* **WHAT THE EXERCISE ASKS**: Set the listing down unchanged, minus every embedded image.

* **EXERCISE MATERIALS**:
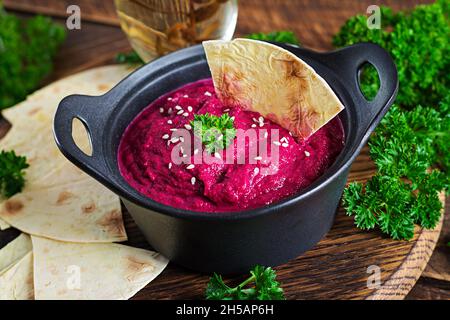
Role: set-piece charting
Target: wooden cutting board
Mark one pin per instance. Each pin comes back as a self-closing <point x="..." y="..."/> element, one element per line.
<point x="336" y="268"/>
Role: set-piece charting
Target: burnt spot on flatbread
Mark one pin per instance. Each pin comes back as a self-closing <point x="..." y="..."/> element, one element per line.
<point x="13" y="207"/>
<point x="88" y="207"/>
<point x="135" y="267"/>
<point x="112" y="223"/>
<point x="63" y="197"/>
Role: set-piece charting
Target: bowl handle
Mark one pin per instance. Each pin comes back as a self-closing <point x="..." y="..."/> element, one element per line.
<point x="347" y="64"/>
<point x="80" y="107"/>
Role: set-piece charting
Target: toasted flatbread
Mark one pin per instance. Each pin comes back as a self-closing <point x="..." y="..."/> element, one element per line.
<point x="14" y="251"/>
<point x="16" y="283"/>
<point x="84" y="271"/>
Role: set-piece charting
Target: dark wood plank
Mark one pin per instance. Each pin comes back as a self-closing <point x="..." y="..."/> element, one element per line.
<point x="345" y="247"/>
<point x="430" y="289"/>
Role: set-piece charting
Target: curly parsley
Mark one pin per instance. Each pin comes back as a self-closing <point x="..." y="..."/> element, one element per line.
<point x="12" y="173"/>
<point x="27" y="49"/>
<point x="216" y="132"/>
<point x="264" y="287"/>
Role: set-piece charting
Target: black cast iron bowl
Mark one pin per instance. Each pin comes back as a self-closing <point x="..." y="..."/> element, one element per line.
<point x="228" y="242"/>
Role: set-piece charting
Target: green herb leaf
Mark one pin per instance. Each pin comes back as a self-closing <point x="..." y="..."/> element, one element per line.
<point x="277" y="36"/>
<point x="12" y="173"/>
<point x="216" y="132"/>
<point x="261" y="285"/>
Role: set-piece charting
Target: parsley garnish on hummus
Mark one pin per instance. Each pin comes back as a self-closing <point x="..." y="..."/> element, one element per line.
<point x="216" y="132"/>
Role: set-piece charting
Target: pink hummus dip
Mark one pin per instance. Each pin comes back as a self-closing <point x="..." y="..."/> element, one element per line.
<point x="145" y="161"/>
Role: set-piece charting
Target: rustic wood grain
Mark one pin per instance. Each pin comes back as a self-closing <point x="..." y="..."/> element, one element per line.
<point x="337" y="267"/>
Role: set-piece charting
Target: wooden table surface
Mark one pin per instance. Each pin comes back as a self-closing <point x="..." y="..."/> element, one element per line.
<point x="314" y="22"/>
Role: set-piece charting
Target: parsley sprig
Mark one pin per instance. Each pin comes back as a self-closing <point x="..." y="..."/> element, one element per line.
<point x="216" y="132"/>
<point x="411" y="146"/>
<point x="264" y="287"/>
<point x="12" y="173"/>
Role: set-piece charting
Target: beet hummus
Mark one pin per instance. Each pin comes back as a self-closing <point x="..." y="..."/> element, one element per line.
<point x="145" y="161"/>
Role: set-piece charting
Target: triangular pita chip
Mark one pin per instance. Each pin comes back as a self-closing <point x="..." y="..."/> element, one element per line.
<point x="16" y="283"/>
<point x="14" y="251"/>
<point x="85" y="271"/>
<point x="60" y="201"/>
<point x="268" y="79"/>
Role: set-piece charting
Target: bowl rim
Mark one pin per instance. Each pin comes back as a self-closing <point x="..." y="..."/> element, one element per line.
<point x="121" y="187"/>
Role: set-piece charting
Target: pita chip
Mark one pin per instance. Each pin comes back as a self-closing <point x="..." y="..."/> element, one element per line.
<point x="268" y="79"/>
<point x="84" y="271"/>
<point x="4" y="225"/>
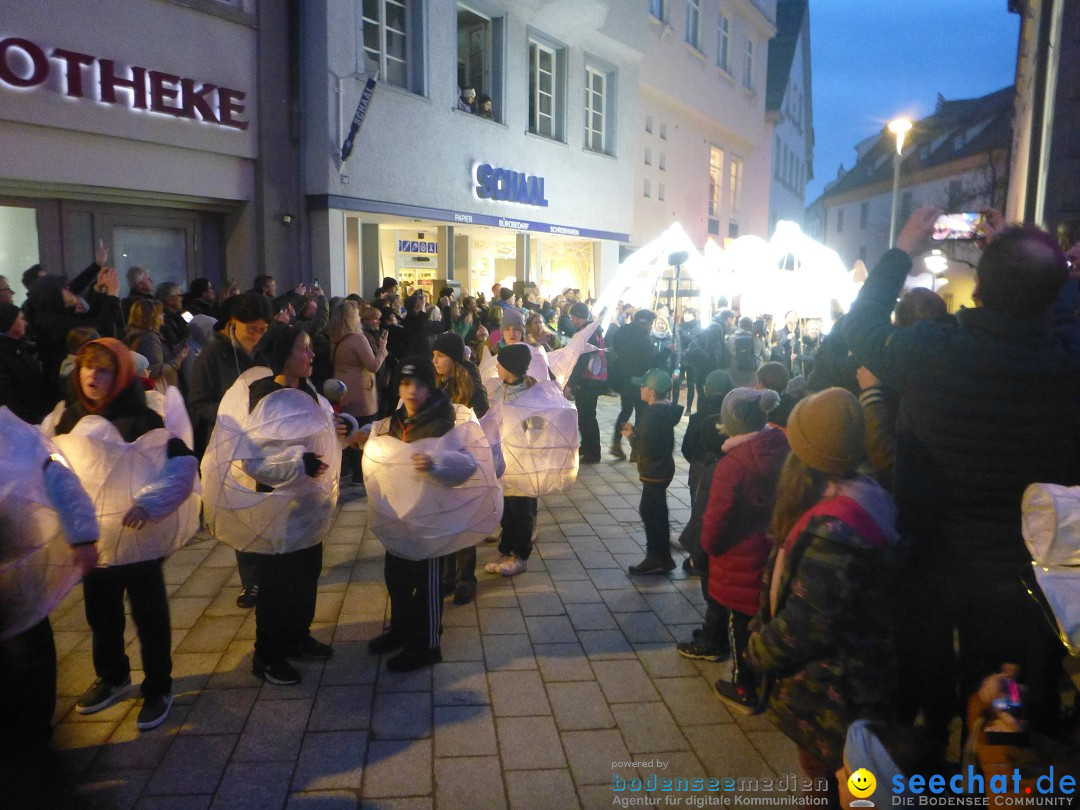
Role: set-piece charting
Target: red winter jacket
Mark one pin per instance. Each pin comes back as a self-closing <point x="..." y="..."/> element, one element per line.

* **EXERCISE RESPONSE**:
Role: set-piece charting
Target: wooden cutting board
Mark one pin per instance. Each pin comes back as a self-closing <point x="..." y="..."/> element, one element per line.
<point x="336" y="268"/>
Role: set-piece charting
Target: burnt spot on flatbread
Mark one pin per instance. Each pin comes back as a self-closing <point x="..." y="..."/> element, one element per line.
<point x="13" y="207"/>
<point x="88" y="207"/>
<point x="135" y="267"/>
<point x="112" y="223"/>
<point x="63" y="197"/>
Role: set-piece charting
Target: bowl handle
Mark one pin per instance. Each pin comes back as a self-closing <point x="..." y="..."/> element, one element per line.
<point x="347" y="64"/>
<point x="80" y="107"/>
Role: set-piece charting
Target: toasted flatbread
Mark one pin per instance. Each pin comes back as a self-closing <point x="..." y="..."/> element, one element per line.
<point x="14" y="251"/>
<point x="16" y="283"/>
<point x="84" y="271"/>
Role: set-piece charting
Target: dark wood plank
Mark one pin per instance. Each pin comes back as a self-closing <point x="..." y="..."/> element, one element per line.
<point x="345" y="247"/>
<point x="430" y="289"/>
Role: set-piece charting
Target: curly parsley
Mark one pin per instance. Each pin comes back as a self-closing <point x="..." y="..."/> element, one element per line.
<point x="12" y="173"/>
<point x="27" y="49"/>
<point x="216" y="132"/>
<point x="264" y="287"/>
Role: set-piece charting
Target: black cast iron bowl
Mark one pin per instance. Each pin comes back as a self-closing <point x="..." y="..."/> element, one element per line.
<point x="228" y="242"/>
Role: set-piece charting
Target: green herb leaf
Mark one pin per instance. Each pin comes back as a self-closing <point x="..." y="..."/> element, one element per line.
<point x="277" y="36"/>
<point x="12" y="173"/>
<point x="216" y="132"/>
<point x="261" y="285"/>
Role: set-piece charting
Target: parsley garnish on hummus
Mark one pin per instance. Each pin comes back as a self-closing <point x="..." y="..."/> element, one element per line.
<point x="216" y="132"/>
Role: set-piece charting
Target: pink hummus dip
Mark one pin per instance. Each pin comes back as a self-closing <point x="..." y="..."/> element, one element per line.
<point x="145" y="161"/>
Role: set-piece charting
Target: rustic wood grain
Mark one pin per instance. Each pin comes back as a self-closing <point x="..." y="..."/> element, one element per line.
<point x="337" y="267"/>
Role: set-piece charting
Target: wooden table surface
Mark one pin per instance. Each pin comes back as a self-closing <point x="..." y="..."/> element, one element per line.
<point x="314" y="22"/>
Role: set-piece charting
Target: parsley sprig
Mark one pin per instance. Each pin comes back as a self-closing <point x="..." y="..."/> element, one element per line.
<point x="216" y="132"/>
<point x="411" y="146"/>
<point x="264" y="287"/>
<point x="12" y="173"/>
Role: set-piece charting
Target: beet hummus
Mark one pin per instance. Each pin comes back as a self-closing <point x="..." y="..."/> element, one element per line.
<point x="145" y="161"/>
Role: set-piece charting
Target: triangular pita chip
Mark one pin per instance. Each pin comes back as a self-closing <point x="..." y="..."/> element, one element per line.
<point x="16" y="283"/>
<point x="14" y="251"/>
<point x="85" y="271"/>
<point x="60" y="201"/>
<point x="268" y="79"/>
Role: set-piece charting
Target: bowl rim
Mark one pin per instance. Each pin comes back as a self-closing <point x="..." y="..."/> element, one element per line.
<point x="121" y="187"/>
Role: set-piece charting
Target: pita chip
Mark one pin per instance. Each pin comes back as a self-closing <point x="..." y="..."/> element, one element per line.
<point x="268" y="79"/>
<point x="84" y="271"/>
<point x="4" y="225"/>
Role: set-piece charting
Target: red winter jacket
Mark one pin per instance. Each pin comes back as a self-closing <point x="..." y="..."/> element, one element per line.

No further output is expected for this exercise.